** START Exercise inputs **
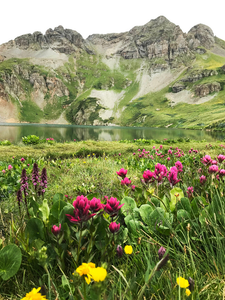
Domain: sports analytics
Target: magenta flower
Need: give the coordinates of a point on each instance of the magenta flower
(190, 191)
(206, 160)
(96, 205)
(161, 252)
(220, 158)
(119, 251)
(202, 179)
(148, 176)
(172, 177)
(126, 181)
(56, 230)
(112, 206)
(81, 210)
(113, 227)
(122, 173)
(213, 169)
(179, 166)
** END Exercise inputs **
** START Exercise inputs **
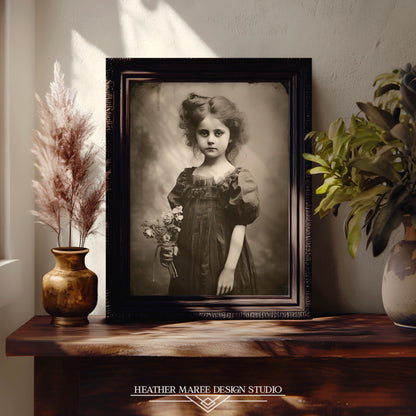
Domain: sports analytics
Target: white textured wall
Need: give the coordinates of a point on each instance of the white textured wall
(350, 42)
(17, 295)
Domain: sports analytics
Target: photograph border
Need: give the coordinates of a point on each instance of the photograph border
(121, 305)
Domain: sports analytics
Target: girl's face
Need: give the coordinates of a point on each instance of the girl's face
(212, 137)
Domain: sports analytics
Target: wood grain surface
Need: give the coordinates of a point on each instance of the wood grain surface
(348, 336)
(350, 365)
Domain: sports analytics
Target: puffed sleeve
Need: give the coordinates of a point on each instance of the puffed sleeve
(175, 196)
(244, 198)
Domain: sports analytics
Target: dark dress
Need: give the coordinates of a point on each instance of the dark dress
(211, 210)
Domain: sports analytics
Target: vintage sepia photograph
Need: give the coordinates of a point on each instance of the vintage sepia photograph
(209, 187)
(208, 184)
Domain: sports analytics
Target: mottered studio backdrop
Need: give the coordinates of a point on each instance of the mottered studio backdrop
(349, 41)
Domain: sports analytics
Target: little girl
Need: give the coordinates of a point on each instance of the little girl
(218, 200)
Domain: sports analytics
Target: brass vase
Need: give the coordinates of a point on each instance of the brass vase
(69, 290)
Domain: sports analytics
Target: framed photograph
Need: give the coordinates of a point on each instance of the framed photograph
** END Exercise inputs **
Please pick out each line of the material above that contains the word "girl", treating uppercase and lowercase as different.

Target: girl's face
Need: give the coordinates of a point on each instance of the girl's face
Target: little girl
Need: give the coordinates of a point on each instance of the little girl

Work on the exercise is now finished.